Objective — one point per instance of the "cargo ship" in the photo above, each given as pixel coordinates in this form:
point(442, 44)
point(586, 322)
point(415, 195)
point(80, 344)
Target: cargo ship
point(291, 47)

----

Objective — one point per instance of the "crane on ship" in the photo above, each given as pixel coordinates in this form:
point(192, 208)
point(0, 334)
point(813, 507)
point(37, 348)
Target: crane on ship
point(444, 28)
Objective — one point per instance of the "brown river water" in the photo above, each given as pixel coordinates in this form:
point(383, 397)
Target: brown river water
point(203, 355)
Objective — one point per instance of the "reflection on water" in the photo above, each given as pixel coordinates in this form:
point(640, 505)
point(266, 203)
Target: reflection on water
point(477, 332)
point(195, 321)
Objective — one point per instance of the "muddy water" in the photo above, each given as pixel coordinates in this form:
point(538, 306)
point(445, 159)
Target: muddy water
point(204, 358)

----

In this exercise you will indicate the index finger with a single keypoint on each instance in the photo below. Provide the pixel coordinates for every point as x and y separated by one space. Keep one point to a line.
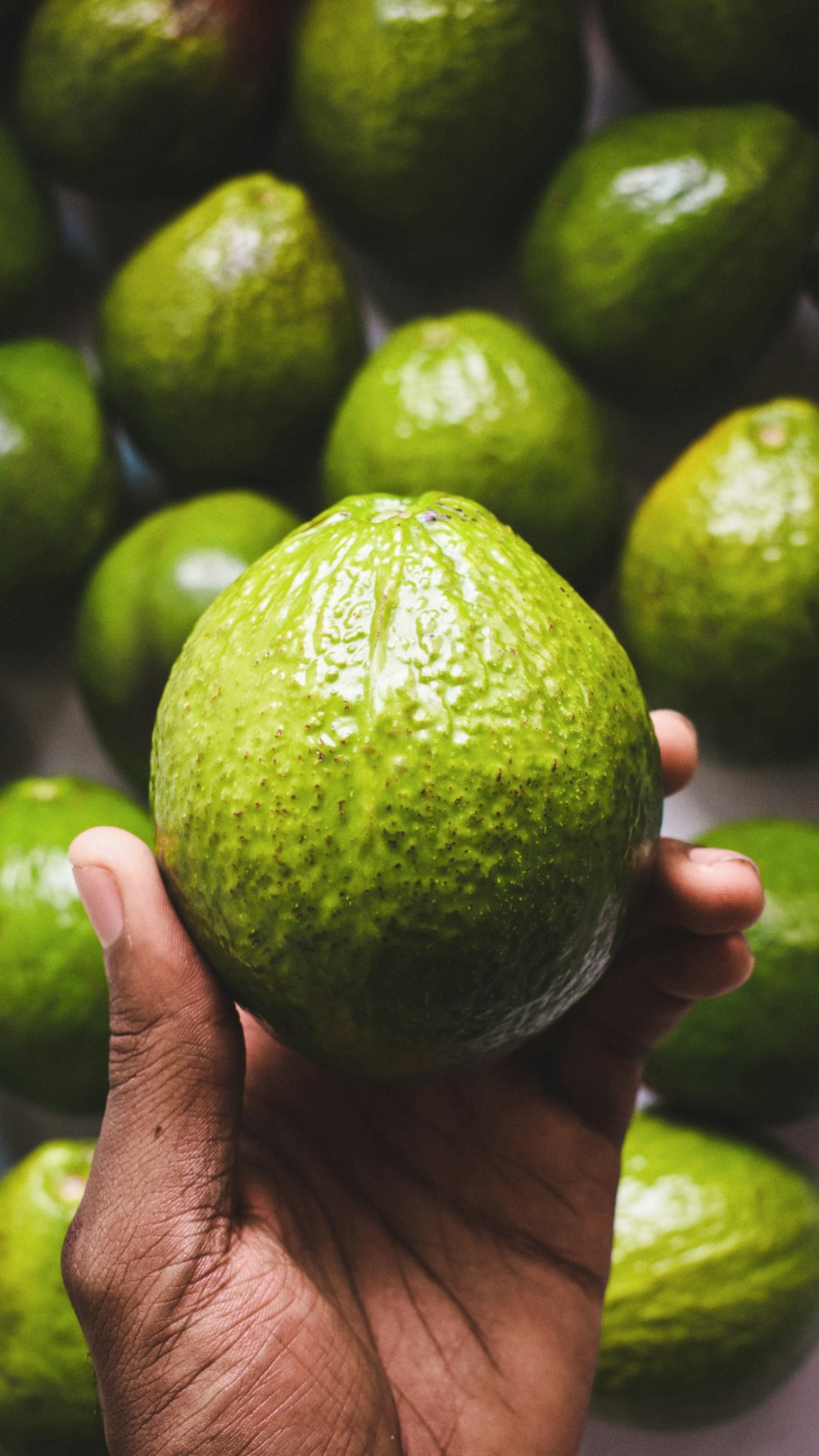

----

• [EXERCISE REQUIREMENTS]: Return all lines of the material above in which the word "Objective" occurs.

• [RESPONSE TO THIS EXERCISE]:
Objective — one point per instance of the "cargo ship" in the photo above, each given as pixel coordinates in this form:
Objective — one point per instance of the "crane on ship" in the photo above, each given as pixel coordinates in this form:
Objective — one point per instance of the "brown river water" in the photo above, each given as pixel coordinates in this form:
Objective — one point per instance of the "reflection on water" in the photo above, each given as pixel coordinates in this form:
Objective — one point per instance of the "muddy water" in the photo above, each given as pixel coordinates in this form:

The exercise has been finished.